_Page extract_.

###

[llvm] r246807 - [PowerPC] Include the permutation cost for unaligned vector loads

Thu Sep 3 14:23:18 PDT 2015

Author: hfinkel
Date: Thu Sep  3 16:23:18 2015
New Revision: 246807

URL: http://llvm.org/viewvc/llvm-project?rev=246807&view=rev
Log:
[PowerPC] Include the permutation cost for unaligned vector loads

Pre-P8, when we generate code for unaligned vector loads (for Altivec and QPX
types), even when accounting for the combining that takes place for multiple
consecutive such loads, there is at least one load instructions and one
permutation for each load. Make sure the cost reported reflects the cost of the
permutes as well.

Modified:
    llvm/trunk/lib/Target/PowerPC/PPCTargetTransformInfo.cpp
    llvm/trunk/test/Analysis/CostModel/PowerPC/load_store.ll
    llvm/trunk/test/Analysis/CostModel/PowerPC/unal-vec-ldst.ll

Modified: llvm/trunk/lib/Target/PowerPC/PPCTargetTransformInfo.cpp
URL: http://llvm.org/viewvc/llvm-project/llvm/trunk/lib/Target/PowerPC/PPCTargetTransformInfo.cpp?rev=246807&r1=246806&r2=246807&view=diff
==============================================================================

--- llvm/trunk/lib/Target/PowerPC/PPCTargetTransformInfo.cpp (original)

###

_Work instructions_.
• A. Rewrite the entries from the line containing "Would you mind marking the vertical" through the end of the entries, replacing "pixel coordinates" with "image coordinates" and keeping everything else unchanged.
• B. Write the next part of the PowerPC commit page, picking up after its final line.

###

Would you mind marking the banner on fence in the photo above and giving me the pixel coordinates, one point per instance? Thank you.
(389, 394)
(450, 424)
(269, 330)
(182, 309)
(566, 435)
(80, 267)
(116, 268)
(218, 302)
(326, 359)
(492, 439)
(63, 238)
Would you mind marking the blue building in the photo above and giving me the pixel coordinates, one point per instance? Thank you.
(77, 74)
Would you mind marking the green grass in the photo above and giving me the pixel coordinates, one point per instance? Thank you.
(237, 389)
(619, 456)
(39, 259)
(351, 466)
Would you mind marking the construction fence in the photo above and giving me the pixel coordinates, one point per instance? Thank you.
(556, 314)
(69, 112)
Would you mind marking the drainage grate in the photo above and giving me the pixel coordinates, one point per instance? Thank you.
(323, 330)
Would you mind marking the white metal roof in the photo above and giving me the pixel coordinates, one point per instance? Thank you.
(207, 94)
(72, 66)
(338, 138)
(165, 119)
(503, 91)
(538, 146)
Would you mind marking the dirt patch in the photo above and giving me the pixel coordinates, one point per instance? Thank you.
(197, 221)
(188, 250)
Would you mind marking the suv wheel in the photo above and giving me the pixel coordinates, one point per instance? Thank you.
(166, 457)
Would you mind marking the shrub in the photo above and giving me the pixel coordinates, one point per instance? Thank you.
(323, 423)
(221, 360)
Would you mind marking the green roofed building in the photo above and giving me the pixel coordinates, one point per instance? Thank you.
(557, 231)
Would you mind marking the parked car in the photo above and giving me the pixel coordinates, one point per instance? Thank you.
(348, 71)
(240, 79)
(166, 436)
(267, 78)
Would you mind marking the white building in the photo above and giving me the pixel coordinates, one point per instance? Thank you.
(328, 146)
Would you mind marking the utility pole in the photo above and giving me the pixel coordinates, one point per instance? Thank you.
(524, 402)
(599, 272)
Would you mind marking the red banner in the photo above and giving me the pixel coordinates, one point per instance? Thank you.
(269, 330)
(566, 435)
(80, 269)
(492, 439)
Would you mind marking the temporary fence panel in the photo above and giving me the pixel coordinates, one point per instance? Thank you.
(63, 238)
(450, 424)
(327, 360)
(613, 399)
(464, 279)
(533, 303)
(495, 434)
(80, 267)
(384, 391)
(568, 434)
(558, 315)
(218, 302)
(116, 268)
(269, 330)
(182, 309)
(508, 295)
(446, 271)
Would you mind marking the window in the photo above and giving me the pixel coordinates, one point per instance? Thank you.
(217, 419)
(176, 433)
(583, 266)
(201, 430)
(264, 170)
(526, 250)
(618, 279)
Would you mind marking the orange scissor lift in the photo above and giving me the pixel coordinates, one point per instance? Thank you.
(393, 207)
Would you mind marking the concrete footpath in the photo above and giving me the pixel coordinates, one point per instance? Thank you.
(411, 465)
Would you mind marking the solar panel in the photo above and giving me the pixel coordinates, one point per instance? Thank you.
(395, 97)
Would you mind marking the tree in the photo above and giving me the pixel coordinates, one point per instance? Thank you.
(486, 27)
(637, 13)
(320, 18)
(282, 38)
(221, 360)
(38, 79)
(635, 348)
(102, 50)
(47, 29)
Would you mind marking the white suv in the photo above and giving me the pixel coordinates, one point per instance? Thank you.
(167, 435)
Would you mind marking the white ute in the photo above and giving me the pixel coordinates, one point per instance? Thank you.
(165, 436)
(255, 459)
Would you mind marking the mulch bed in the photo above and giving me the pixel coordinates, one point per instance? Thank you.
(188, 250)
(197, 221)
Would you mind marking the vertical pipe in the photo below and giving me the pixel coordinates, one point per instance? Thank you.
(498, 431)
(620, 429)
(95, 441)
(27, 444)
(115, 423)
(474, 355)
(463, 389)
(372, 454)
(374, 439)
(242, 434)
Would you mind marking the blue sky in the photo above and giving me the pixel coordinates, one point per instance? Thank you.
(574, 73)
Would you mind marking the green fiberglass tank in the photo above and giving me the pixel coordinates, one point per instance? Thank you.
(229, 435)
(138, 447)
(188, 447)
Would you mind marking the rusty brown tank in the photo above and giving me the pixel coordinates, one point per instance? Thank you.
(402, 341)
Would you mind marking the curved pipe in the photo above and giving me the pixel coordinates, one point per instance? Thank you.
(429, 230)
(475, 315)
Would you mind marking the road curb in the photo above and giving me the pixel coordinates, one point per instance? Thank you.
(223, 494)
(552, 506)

###

_Answer list_.
• A.
Would you mind marking the vertical pipe in the photo below and giving me the image coordinates, one point per instance? Thank you.
(498, 431)
(620, 429)
(95, 441)
(27, 444)
(115, 423)
(474, 355)
(463, 389)
(372, 454)
(374, 439)
(242, 434)
Would you mind marking the blue sky in the photo above and giving me the image coordinates, one point per instance? Thank you.
(574, 73)
Would you mind marking the green fiberglass tank in the photo above and giving me the image coordinates, one point per instance? Thank you.
(229, 435)
(138, 447)
(188, 447)
Would you mind marking the rusty brown tank in the photo above and giving me the image coordinates, one point per instance? Thank you.
(402, 341)
Would you mind marking the curved pipe in the photo above and giving me the image coordinates, one point per instance? Thank you.
(429, 230)
(475, 315)
Would you mind marking the road curb in the photo above and giving me the image coordinates, one point per instance? Thank you.
(223, 494)
(552, 506)

• B.
+++ llvm/trunk/lib/Target/PowerPC/PPCTargetTransformInfo.cpp Thu Sep  3 16:23:18 2015
@@ -333,6 +333,18 @@ int PPCTTIImpl::getMemoryOpCost(unsigned
   bool IsQPXType = ST->hasQPX() &&
                    (LT.second == MVT::v4f64 || LT.second == MVT::v4f32);
 
+  // If we can use the permutation-based load sequence, then this is also
+  // relatively cheap (not counting loop-invariant instructions): one load plus
+  // one permute (the last load in a series has extra cost, but we're
+  // neglecting that here). Note that on the P7, we should do unaligned loads
+  // for Altivec types using the VSX instructions, but that's more expensive
+  // than using the permutation-based load sequence. On the P8, that's no
+  // longer true.
+  if (Opcode == Instruction::Load &&
+      ((!ST->hasP8Vector() && IsAltivecType) || IsQPXType) &&
+      Alignment >= LT.second.getScalarType().getStoreSize())
+    return Cost + LT.first; // Add the cost of the permutations.
+
   // For VSX, we can do unaligned loads and stores on Altivec/VSX types. On the
   // P7, unaligned vector loads are more expensive than the permutation-based
   // load sequence, so that might be used instead, but regardless, the net cost
@@ -340,14 +352,6 @@ int PPCTTIImpl::getMemoryOpCost(unsigned
   if (IsVSXType || (ST->hasVSX() && IsAltivecType))
     return Cost;
 
-  // If we can use the permutation-based load sequence, then this is also
-  // relatively cheap (not counting loop-invariant instructions).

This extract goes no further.